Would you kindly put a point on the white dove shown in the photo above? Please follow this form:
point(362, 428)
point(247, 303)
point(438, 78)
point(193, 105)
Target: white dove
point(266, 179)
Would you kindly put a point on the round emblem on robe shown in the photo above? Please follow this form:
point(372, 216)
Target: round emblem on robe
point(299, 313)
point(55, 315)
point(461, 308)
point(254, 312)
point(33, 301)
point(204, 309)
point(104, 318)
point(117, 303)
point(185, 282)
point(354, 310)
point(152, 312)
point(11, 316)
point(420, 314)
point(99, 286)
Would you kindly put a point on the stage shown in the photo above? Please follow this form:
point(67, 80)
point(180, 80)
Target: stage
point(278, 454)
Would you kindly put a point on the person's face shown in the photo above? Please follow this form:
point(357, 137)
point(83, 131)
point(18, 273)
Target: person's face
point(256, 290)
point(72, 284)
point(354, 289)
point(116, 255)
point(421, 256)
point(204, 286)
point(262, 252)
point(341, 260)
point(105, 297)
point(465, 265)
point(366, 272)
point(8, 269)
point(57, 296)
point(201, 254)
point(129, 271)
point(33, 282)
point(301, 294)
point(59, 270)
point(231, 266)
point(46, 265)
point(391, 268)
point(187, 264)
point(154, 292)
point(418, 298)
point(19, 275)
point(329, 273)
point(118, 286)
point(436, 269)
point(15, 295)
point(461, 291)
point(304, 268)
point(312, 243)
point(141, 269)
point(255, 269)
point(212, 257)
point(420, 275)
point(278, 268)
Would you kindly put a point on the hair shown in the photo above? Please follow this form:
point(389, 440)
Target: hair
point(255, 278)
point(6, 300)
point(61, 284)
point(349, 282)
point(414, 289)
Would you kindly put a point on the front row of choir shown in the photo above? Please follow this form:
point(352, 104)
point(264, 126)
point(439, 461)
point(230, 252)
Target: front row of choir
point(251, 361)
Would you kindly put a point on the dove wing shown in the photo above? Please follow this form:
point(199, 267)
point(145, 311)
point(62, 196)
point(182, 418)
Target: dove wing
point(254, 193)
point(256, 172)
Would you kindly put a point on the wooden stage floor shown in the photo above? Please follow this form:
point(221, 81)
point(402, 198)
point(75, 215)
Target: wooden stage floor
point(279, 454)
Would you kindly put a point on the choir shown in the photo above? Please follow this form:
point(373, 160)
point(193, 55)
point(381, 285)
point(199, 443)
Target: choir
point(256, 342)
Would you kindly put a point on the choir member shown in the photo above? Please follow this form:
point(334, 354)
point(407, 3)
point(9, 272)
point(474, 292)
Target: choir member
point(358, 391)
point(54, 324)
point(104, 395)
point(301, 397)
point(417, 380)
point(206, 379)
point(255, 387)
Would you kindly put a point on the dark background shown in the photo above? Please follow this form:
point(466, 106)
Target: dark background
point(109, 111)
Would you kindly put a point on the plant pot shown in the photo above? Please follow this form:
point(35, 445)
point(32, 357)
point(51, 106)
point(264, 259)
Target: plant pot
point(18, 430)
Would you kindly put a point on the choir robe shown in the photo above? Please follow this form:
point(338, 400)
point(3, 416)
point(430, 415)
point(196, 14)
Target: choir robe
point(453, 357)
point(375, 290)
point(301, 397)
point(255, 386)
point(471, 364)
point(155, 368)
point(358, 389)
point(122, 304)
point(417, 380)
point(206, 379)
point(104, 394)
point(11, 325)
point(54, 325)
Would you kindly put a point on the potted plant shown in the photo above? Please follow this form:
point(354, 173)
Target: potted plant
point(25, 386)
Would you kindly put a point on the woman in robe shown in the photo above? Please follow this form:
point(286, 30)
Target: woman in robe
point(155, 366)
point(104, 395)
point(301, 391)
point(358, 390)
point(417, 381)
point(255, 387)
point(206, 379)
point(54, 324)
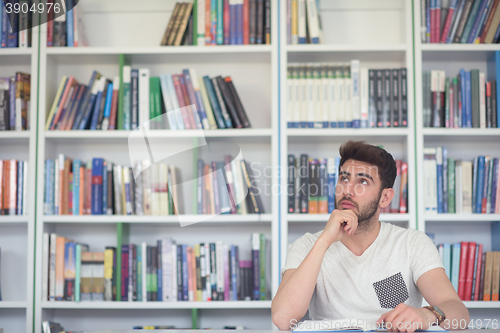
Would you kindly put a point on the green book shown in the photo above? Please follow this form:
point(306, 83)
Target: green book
point(262, 263)
point(78, 265)
point(447, 102)
point(451, 185)
point(470, 21)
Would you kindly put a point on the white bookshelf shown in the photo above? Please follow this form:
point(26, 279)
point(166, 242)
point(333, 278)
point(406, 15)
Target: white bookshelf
point(386, 42)
point(135, 32)
point(17, 232)
point(464, 143)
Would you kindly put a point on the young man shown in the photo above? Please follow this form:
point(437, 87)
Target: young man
point(361, 268)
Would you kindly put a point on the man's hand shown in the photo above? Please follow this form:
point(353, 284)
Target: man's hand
point(405, 318)
point(341, 222)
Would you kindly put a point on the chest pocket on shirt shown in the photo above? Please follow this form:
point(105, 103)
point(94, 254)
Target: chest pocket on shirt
point(391, 291)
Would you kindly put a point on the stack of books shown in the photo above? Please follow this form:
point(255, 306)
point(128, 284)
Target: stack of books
point(463, 101)
point(165, 272)
point(15, 92)
point(464, 21)
point(15, 27)
point(474, 274)
point(212, 22)
point(346, 95)
point(303, 22)
point(177, 102)
point(459, 186)
point(13, 185)
point(312, 183)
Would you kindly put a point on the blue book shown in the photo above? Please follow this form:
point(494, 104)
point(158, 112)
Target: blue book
point(70, 40)
point(97, 171)
point(82, 109)
point(483, 10)
point(159, 272)
point(494, 185)
point(234, 280)
point(199, 190)
point(232, 25)
point(220, 22)
point(12, 101)
point(480, 183)
point(468, 97)
point(12, 34)
point(455, 265)
point(447, 259)
point(470, 20)
point(239, 24)
point(214, 102)
point(109, 100)
point(4, 28)
point(19, 205)
point(185, 282)
point(97, 104)
point(76, 187)
point(105, 188)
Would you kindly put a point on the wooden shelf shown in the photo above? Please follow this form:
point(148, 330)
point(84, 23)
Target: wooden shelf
point(226, 49)
point(12, 305)
point(169, 219)
point(472, 218)
point(157, 305)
-=-=-
• What to do: Each entry above should be copied exactly. The pictures should not.

• Answer box:
Would you kindly put a point on the white dove shown in the photo above? Please follow this form:
point(362, 428)
point(247, 303)
point(438, 78)
point(193, 105)
Target: white dove
point(266, 179)
Would you kindly put a point on the round emblem on robe shown in the photo above? Please follow this form:
point(372, 216)
Target: round emblem on robe
point(299, 313)
point(55, 315)
point(461, 308)
point(254, 312)
point(33, 301)
point(204, 309)
point(104, 318)
point(117, 303)
point(185, 282)
point(354, 310)
point(152, 312)
point(11, 316)
point(420, 314)
point(99, 286)
Would you kindly put a point on the stage shown in the photo above? Please follow this form:
point(67, 80)
point(180, 80)
Target: stage
point(278, 454)
Would you kindly put a point on the person's face shown in the photo above? Please follow this form:
point(357, 137)
point(83, 131)
point(18, 273)
Target: person's face
point(256, 290)
point(72, 284)
point(354, 289)
point(116, 255)
point(421, 256)
point(204, 286)
point(262, 252)
point(341, 260)
point(105, 297)
point(465, 265)
point(366, 272)
point(8, 269)
point(57, 296)
point(201, 254)
point(129, 271)
point(33, 282)
point(301, 294)
point(59, 270)
point(231, 266)
point(46, 265)
point(391, 268)
point(187, 264)
point(154, 292)
point(418, 298)
point(19, 275)
point(329, 273)
point(118, 286)
point(436, 269)
point(15, 295)
point(461, 291)
point(304, 268)
point(312, 243)
point(141, 269)
point(255, 269)
point(212, 257)
point(420, 275)
point(278, 268)
Would you kindly put a point on the hair shown in the photo above? Please follow this form:
point(389, 440)
Target: hair
point(255, 278)
point(6, 300)
point(61, 284)
point(349, 282)
point(414, 289)
Would you kindly put a point on the front row of choir shown in the photo above? Please follow this form:
point(352, 104)
point(264, 126)
point(439, 461)
point(230, 252)
Target: front row of choir
point(251, 361)
Would you kindly put a point on the dove wing shown in the photo above? Please follow this form:
point(199, 267)
point(145, 311)
point(62, 196)
point(182, 418)
Target: dove wing
point(254, 193)
point(256, 172)
Would you kindly put a point on the wooden stage floor shown in the photo above? Please follow this form:
point(221, 81)
point(402, 198)
point(75, 215)
Target: wooden stage floor
point(279, 454)
Would you kindly put a point on the choir shown in the photo above? Please follow this form:
point(373, 160)
point(193, 55)
point(381, 285)
point(199, 443)
Target: choir
point(256, 342)
Would you kindly put a point on the choir member shown in the photo above? Please follow this form:
point(334, 354)
point(407, 3)
point(9, 272)
point(474, 292)
Target: choir member
point(358, 391)
point(54, 324)
point(104, 395)
point(301, 397)
point(417, 380)
point(206, 379)
point(255, 387)
Would you kindly put a point on the dark background shown in the photo above? Please follow this form:
point(466, 106)
Target: dark background
point(109, 111)
Would you kindly put a point on the plant pot shown in the photo above? Please follow this form:
point(35, 445)
point(32, 357)
point(51, 106)
point(264, 259)
Target: plant pot
point(18, 430)
Would you kindly put a point on the choir robe shown in the photo above? Please follow this form:
point(338, 400)
point(3, 416)
point(430, 415)
point(196, 14)
Target: choir robe
point(453, 357)
point(375, 290)
point(301, 397)
point(255, 386)
point(471, 364)
point(155, 368)
point(358, 389)
point(122, 304)
point(417, 380)
point(206, 379)
point(104, 394)
point(11, 325)
point(54, 325)
Would you kindly put a point on the potted plant shown in the photo above? Please follow this form:
point(354, 173)
Target: potted plant
point(25, 386)
Would you kindly put a point on the woman in robe shown in the photo above? Please follow this form:
point(286, 30)
Target: woman in robe
point(155, 366)
point(104, 395)
point(301, 391)
point(358, 390)
point(417, 381)
point(255, 387)
point(206, 379)
point(54, 324)
Would you kindly put a point on the green book shown in the photo above? Please follow this form:
point(306, 83)
Target: green book
point(262, 263)
point(78, 265)
point(447, 102)
point(451, 185)
point(470, 21)
Would you kindly put a point on the white bookshelf shown in the photo above? Please follow this form:
point(26, 279)
point(166, 242)
point(333, 278)
point(406, 15)
Target: white bookshelf
point(386, 42)
point(135, 32)
point(17, 232)
point(464, 143)
Would you kindly put a point on the young man shown in the photo above? Please follow this form:
point(437, 87)
Target: young man
point(361, 268)
Would you kindly put a point on the man's hand shown in the photo above? Please follow this form:
point(353, 284)
Target: man's hand
point(405, 318)
point(341, 222)
Would you kindly put a point on the chest pocket on shirt shown in the photo above? Please follow this form:
point(105, 103)
point(94, 254)
Target: chest pocket on shirt
point(391, 291)
Would you kindly put a point on the stack of books shown in the photo above? Please follow this form:
point(255, 306)
point(128, 284)
Target: stack of books
point(463, 101)
point(165, 272)
point(15, 92)
point(464, 21)
point(15, 27)
point(474, 274)
point(212, 22)
point(346, 95)
point(303, 22)
point(177, 102)
point(459, 186)
point(13, 185)
point(312, 183)
Would you kindly put a point on the blue book shown in the photo above? Please follow this form:
point(494, 104)
point(158, 112)
Target: blue book
point(70, 40)
point(97, 171)
point(82, 109)
point(483, 10)
point(159, 272)
point(494, 185)
point(234, 280)
point(199, 190)
point(232, 25)
point(220, 22)
point(12, 101)
point(480, 183)
point(468, 97)
point(12, 34)
point(455, 265)
point(447, 259)
point(470, 20)
point(239, 24)
point(214, 102)
point(109, 100)
point(4, 28)
point(19, 205)
point(185, 282)
point(97, 104)
point(76, 187)
point(105, 188)
Would you kindly put a point on the wooden shelf shown in the photo above? Please follow this form:
point(148, 330)
point(84, 23)
Target: wooden shelf
point(226, 49)
point(12, 305)
point(169, 219)
point(472, 218)
point(157, 305)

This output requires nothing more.